→ **EXERCISE**
Count how many lines in the rows below contain the string "courtyard". Reply with only that number.

→ **RECORDED INFORMATION**
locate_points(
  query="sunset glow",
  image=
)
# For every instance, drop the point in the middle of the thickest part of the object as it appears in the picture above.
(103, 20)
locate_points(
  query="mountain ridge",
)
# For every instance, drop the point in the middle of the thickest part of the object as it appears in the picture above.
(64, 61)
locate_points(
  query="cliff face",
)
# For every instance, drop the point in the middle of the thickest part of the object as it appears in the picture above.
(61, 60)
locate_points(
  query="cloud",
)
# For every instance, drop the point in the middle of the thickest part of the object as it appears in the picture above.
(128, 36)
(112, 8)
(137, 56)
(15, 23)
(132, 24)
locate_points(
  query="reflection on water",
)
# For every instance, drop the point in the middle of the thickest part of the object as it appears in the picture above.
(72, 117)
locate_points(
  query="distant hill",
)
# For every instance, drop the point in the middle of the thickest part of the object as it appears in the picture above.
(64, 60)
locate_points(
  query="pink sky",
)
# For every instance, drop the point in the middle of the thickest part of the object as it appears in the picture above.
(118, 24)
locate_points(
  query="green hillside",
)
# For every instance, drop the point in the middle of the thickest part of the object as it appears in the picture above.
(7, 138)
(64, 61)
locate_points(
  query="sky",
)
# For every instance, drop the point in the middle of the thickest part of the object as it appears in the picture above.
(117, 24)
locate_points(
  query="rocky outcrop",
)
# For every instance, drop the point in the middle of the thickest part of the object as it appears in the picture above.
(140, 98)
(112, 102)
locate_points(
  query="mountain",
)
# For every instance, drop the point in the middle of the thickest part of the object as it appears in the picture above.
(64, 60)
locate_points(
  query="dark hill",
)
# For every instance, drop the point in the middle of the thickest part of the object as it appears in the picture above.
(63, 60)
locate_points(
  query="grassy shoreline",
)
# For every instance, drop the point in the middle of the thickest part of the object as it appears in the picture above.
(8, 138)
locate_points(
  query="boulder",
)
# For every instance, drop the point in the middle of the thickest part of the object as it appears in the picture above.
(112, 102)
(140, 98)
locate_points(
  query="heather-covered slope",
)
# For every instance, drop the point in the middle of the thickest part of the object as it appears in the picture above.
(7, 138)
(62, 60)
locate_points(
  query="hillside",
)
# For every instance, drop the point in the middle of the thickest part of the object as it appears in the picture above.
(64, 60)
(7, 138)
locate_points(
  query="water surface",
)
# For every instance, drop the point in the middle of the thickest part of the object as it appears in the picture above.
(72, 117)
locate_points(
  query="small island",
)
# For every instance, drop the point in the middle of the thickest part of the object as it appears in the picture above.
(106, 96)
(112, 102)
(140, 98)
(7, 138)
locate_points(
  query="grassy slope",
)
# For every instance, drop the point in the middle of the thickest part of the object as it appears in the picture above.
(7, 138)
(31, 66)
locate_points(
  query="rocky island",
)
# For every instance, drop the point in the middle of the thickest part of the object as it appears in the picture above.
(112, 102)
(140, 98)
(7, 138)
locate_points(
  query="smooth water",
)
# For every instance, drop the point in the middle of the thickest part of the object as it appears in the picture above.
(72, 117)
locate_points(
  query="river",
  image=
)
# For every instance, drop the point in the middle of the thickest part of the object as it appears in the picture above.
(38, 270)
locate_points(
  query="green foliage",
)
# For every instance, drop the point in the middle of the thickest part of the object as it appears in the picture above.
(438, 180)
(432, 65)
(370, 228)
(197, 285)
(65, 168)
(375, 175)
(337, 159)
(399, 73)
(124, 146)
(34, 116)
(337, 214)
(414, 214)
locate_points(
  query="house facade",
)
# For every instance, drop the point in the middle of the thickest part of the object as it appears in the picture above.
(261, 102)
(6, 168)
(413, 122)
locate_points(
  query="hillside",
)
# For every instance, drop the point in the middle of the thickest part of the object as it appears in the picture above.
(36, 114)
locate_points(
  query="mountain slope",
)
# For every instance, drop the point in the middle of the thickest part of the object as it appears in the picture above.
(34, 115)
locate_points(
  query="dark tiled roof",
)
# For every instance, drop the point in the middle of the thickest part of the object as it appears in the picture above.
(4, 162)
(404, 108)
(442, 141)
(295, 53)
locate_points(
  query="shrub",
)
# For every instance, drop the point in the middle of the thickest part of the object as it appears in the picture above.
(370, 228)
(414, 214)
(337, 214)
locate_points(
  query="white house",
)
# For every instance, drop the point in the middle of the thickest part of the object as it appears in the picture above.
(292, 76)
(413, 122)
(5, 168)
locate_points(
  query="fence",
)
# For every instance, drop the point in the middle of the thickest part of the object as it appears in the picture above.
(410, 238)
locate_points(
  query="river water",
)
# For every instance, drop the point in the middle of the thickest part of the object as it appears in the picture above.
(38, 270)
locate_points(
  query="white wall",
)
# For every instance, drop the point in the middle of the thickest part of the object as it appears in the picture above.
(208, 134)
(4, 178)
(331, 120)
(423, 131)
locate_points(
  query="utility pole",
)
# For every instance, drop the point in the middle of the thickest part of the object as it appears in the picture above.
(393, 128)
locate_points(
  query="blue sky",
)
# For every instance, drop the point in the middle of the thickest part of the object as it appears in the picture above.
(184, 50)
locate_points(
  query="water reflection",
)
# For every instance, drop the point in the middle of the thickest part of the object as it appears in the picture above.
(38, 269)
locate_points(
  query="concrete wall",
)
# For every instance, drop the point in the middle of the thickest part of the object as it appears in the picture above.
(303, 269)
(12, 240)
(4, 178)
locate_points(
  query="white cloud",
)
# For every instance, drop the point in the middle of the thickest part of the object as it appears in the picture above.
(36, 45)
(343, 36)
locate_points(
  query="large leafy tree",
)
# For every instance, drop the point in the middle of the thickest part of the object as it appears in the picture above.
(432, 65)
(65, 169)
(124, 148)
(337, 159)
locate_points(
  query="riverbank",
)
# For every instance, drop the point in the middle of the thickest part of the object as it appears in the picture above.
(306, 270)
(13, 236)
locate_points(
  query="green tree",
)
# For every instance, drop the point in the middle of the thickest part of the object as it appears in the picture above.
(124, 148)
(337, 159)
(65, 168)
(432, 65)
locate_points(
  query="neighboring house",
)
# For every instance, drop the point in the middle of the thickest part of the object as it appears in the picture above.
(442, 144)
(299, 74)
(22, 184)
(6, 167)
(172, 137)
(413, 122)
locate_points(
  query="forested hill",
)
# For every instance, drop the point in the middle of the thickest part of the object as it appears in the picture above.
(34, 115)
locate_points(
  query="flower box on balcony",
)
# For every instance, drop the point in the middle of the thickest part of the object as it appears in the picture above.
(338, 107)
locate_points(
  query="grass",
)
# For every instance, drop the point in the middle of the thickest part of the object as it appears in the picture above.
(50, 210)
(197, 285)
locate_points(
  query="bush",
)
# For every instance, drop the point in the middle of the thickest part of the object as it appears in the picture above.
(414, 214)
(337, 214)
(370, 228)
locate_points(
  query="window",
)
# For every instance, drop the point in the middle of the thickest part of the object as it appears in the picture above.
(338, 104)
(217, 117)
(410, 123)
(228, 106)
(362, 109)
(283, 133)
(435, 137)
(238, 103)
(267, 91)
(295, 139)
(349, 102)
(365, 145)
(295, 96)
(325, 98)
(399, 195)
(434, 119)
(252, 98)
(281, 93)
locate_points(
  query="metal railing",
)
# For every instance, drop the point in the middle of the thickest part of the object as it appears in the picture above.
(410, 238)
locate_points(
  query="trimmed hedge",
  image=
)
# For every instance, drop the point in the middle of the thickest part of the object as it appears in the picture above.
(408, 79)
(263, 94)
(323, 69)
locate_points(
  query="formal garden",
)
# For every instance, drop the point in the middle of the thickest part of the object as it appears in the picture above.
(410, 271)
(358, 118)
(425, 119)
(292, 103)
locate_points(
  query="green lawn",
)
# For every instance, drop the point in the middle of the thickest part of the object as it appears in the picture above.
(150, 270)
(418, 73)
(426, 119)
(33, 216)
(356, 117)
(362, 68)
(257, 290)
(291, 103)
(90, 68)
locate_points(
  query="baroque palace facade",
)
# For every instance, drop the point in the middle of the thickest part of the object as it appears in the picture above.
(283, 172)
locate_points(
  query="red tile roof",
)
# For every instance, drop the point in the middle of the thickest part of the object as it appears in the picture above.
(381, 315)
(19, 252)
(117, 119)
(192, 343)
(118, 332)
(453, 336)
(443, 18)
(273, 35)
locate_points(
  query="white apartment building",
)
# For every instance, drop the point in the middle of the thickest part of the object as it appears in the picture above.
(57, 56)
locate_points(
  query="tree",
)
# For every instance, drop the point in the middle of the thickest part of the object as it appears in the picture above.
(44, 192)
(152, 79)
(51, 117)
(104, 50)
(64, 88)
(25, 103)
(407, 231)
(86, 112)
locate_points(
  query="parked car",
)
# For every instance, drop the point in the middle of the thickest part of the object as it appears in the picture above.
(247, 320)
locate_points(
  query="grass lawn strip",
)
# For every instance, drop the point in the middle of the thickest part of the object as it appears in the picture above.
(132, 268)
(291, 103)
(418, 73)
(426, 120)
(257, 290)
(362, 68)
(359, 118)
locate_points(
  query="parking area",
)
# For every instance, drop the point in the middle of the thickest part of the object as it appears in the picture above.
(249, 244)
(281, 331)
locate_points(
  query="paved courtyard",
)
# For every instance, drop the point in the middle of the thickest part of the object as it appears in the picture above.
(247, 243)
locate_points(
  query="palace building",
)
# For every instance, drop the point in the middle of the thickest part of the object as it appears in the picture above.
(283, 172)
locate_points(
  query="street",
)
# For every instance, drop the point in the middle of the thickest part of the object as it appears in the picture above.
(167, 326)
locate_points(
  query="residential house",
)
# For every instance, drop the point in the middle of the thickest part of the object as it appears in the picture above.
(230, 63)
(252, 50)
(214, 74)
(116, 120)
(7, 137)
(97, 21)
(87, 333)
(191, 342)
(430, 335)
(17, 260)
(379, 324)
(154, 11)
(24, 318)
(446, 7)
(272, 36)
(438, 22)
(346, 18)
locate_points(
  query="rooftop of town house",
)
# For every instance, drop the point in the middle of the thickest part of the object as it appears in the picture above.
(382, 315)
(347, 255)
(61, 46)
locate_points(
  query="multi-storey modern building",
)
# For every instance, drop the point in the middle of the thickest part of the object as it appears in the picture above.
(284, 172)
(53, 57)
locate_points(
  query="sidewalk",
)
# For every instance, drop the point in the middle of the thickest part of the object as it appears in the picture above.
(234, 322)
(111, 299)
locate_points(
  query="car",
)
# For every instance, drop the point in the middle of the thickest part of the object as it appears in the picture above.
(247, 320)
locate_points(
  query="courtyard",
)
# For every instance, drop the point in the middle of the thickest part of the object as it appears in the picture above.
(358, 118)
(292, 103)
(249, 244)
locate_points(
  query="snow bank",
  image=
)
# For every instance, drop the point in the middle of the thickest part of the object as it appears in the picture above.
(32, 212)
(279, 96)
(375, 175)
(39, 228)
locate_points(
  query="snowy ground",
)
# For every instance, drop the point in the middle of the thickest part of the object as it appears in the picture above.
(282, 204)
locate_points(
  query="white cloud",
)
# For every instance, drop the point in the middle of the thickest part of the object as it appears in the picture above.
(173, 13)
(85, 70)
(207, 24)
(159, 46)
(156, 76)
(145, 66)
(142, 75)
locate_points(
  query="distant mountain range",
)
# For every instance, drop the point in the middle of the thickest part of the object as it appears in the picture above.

→ **FINAL RESULT**
2